> **Task statement**
Swap every occurrence of "bare tree" in the records below for "leafless tree", and reproduce them with everything else unchanged.

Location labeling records
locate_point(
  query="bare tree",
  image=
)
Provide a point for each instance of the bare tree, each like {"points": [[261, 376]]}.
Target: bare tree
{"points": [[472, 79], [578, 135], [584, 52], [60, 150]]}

> **Answer to this problem**
locate_point(
  query="leafless tree",
  image=
)
Provide a point for each instance of the leafless tree, each like {"points": [[261, 376]]}.
Target: leafless tree
{"points": [[472, 79], [578, 135], [584, 52], [60, 150]]}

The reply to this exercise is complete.